**RECORD LIST:**

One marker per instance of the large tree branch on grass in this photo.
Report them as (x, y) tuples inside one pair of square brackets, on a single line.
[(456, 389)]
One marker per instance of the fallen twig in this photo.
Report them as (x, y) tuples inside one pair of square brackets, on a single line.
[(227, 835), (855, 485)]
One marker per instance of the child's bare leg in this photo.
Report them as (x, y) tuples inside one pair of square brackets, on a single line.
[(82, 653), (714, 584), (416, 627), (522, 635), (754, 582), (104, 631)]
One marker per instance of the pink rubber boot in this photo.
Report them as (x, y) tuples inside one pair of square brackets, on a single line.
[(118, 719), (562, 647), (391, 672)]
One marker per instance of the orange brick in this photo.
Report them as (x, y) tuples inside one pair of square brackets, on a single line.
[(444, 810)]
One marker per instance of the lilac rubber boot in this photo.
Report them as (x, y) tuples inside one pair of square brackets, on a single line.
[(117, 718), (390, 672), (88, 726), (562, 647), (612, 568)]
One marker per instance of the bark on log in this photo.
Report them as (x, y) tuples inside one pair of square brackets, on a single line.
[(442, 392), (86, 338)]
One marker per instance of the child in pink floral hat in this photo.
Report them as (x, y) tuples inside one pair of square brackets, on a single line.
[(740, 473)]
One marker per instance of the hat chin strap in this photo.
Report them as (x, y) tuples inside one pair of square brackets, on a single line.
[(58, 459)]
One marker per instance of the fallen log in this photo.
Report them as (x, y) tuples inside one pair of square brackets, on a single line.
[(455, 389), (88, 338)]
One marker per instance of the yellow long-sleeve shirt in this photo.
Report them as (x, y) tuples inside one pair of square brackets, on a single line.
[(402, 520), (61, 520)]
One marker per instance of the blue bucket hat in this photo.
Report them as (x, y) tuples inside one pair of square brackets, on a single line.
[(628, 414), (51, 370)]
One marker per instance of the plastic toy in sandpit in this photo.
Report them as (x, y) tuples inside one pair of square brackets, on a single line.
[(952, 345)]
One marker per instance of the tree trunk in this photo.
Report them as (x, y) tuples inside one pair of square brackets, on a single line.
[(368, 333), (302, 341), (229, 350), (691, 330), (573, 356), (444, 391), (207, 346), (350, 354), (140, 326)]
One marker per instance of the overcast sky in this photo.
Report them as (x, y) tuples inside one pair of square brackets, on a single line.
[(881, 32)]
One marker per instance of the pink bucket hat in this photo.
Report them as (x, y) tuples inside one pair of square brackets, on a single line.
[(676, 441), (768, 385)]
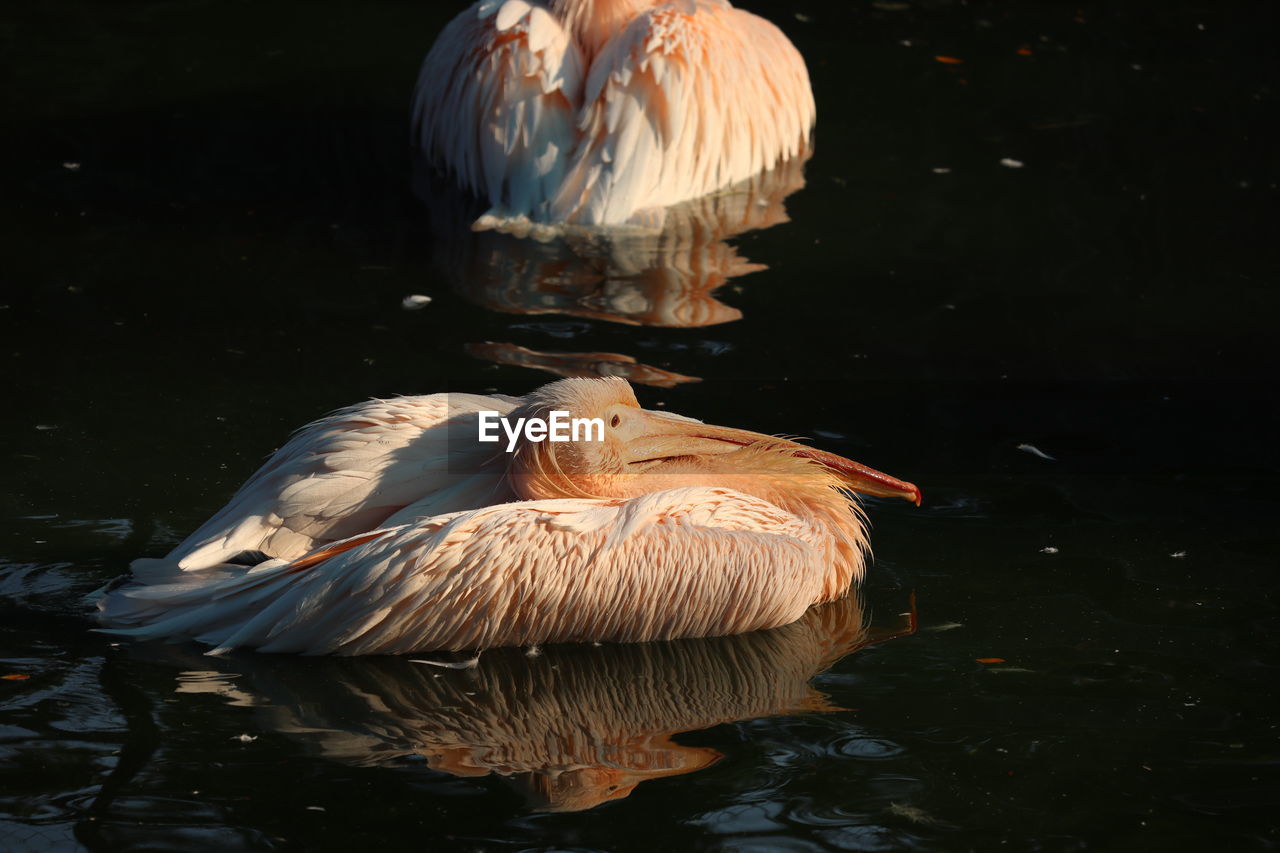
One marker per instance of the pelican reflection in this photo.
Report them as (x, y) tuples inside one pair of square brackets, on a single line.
[(571, 726), (664, 277)]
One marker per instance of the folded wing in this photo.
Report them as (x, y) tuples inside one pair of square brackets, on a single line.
[(684, 562), (688, 99), (375, 464), (497, 101)]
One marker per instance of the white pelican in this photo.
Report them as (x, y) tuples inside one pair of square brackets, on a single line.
[(606, 112), (389, 528)]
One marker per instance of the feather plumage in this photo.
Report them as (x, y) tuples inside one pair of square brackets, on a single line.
[(604, 112)]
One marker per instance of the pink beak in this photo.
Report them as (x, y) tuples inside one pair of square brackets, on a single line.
[(855, 475)]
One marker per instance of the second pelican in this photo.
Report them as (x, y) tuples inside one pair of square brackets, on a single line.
[(389, 528)]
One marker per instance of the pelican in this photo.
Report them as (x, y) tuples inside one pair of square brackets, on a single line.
[(606, 112), (391, 527)]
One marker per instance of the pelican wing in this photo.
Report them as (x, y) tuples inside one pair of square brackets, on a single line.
[(682, 562), (690, 97), (497, 100), (373, 464)]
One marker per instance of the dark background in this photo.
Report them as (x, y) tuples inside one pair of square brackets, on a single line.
[(225, 260)]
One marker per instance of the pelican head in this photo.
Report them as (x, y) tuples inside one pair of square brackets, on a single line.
[(644, 451)]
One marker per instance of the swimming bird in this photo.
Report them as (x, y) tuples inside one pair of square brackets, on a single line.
[(604, 112), (391, 527)]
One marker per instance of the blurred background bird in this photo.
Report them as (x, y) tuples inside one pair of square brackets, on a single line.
[(389, 527), (604, 112)]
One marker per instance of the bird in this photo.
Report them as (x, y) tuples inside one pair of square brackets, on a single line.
[(604, 112), (391, 527)]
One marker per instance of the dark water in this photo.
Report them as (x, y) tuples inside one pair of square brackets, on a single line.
[(210, 229)]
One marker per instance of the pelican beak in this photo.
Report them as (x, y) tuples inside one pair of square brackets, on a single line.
[(666, 436)]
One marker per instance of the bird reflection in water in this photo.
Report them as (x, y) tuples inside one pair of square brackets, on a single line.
[(570, 728), (631, 276)]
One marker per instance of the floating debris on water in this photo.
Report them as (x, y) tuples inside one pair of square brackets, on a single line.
[(917, 816)]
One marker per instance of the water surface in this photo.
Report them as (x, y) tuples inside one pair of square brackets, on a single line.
[(211, 224)]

**STATED PROBLEM:** Reproduce all of the rows above word for word, without the pictures.

**THE OUTPUT:**
One marker per instance of the large tree branch on grass in this photo.
Report them as (x, y) tuples inside one pair of square brackets, on a single line.
[(456, 389)]
One marker per instance of the fallen twig in this photo.
Report them as (x, y) tuples inside one pair of square brackets, on a single line.
[(227, 835), (855, 485)]
One marker per instance of the child's bare leg in this photo.
Report them as (x, y) tuples inside one pair of square brackets, on a single line.
[(82, 653), (714, 584), (416, 627), (522, 635), (754, 582), (104, 631)]
One marker per instance of the pink rubber boot in this photo.
Report them as (x, y) tuples inside one pair of square brackets, on a single line.
[(118, 719), (562, 647), (391, 672)]
One marker per instance of the orange brick in this photo.
Report them as (x, y) tuples inside one pair of square brackets, on a single line.
[(444, 810)]
One marker per instance of the lilac rubber boot in this photo.
Report them as (x, y) tuples inside one pair of square brackets, on a single line.
[(117, 718), (390, 672), (88, 726), (562, 647), (612, 568)]
One marker per instance of the bark on log in this photo.
Report them as (x, y) tuples inside one pair of square brackets, on a single line.
[(442, 392), (86, 338)]
One marker per instance of the child in pink floral hat in this photo.
Report them as (x, y) tuples inside one pair of square brackets, on a single line.
[(740, 473)]
One marker per instance of the hat chin strap in this photo.
Report them as (x, y) tuples inside one pair of square brackets, on a single line.
[(58, 459)]
One marker per instance of the fallen log in this photo.
Report them as (x, y) tuples inside one pair of square brackets, on a single line.
[(455, 389), (88, 338)]
One marker per instance of the yellow long-sleeve shirt in this photo.
Report them as (x, y) tuples inside one pair of square brackets, on a single line.
[(402, 520), (61, 520)]
One marker per instance of the blue bucket hat in this photo.
Report them as (x, y) tuples inside one pair of square brackets, on a single line.
[(628, 414), (51, 370)]
One marker per instance of the plastic toy in sandpit in this photo.
Report them as (x, y) tuples inside one pair of square brackets, on a single line.
[(952, 345)]
One marker per instance of the tree trunk in this photo.
Report them as (x, y) tuples inside one pair of square brackets, on a single line.
[(368, 333), (302, 341), (229, 350), (691, 330), (573, 356), (444, 391), (207, 346), (350, 354), (140, 326)]
One marker per instance of the overcast sky in this photo.
Report them as (x, y) tuples inside one pair of square brackets, on a single line.
[(881, 32)]
One marker per instance of the pink bucket hat in this photo.
Report them as (x, y) tuples inside one pair of square brackets, on a single line.
[(676, 441), (768, 385)]
One marker per instance of the pelican reflection in this photo.
Report them as (x, y) tuples inside one pair of square brackets, on a single line.
[(571, 726), (664, 277)]
One marker per instance of the folded wing in this photo.
Report them as (x, y) tuples inside one pair of square brackets, on a single line.
[(684, 562), (688, 99), (375, 464), (497, 101)]
One marker per instance of the white pelican in this photo.
Report them as (x, y) tuples inside one pair of square brackets, on a single line.
[(606, 112), (389, 528)]
One marker per instance of the feather plumage in this photo.
Report them as (x, y) tuples inside one pair of square brackets, on a single line.
[(604, 112)]
One marker per instance of the pink beak in this photo.
Report them as (x, y) tuples inside one pair of square brackets, on a single line.
[(855, 475)]
One marker per instance of the second pelican in this photo.
Report them as (x, y) tuples inside one pair of square brackets, on a single line.
[(389, 528)]
One marker per instance of the pelican in this photo.
Report them as (x, y) tuples inside one pair of square brackets, on a single line.
[(606, 112), (391, 527)]
One marker per instance of the pelican wing in this photo.
Report them as (x, y) tuples inside one pair of square brackets, on a single line.
[(682, 562), (690, 97), (497, 100), (373, 464)]
One marker per instance of the dark background in this photo.
Report them as (x, y) tuples inside one pair of square brackets, on a single line.
[(225, 260)]
One marker per instance of the pelican head in this photo.
Report them as (x, y) tuples inside one pair of square brackets, on a single line.
[(644, 451)]
One marker per instance of the swimming bird in this photo.
Report them as (x, y) tuples inside one pair of square brackets, on a single line.
[(604, 112), (391, 527)]
One marker per instance of the blurred background bird in this photo.
Report them as (x, y) tuples inside one pair of square brackets, on a single line.
[(389, 527), (604, 112)]
One marker per instance of the bird in this photo.
Report them as (x, y) tuples inside one pair of square brackets, on a single line.
[(604, 112), (391, 527)]
One marker per instance of the dark water in this photo.
Report them as (x, y) tuples inside one pair of square brackets, on a single line.
[(210, 229)]
One marker per instance of the pelican beak in this photo.
Report them as (x, y) tuples inside one pair of square brackets, on a single line.
[(666, 436)]
One marker per instance of the bird reflection in water in this photo.
Report them as (x, y) tuples inside one pair of square brackets, on a single line.
[(570, 728), (631, 276)]
One marker per instance of the floating debris on water in this photo.
Report them as (x, y) tuples inside one pair of square brackets, on a single line.
[(917, 816)]
One marker per instance of the water surface in this photo.
Report them as (x, y) tuples inside one pair of square brackets, on a single line.
[(211, 224)]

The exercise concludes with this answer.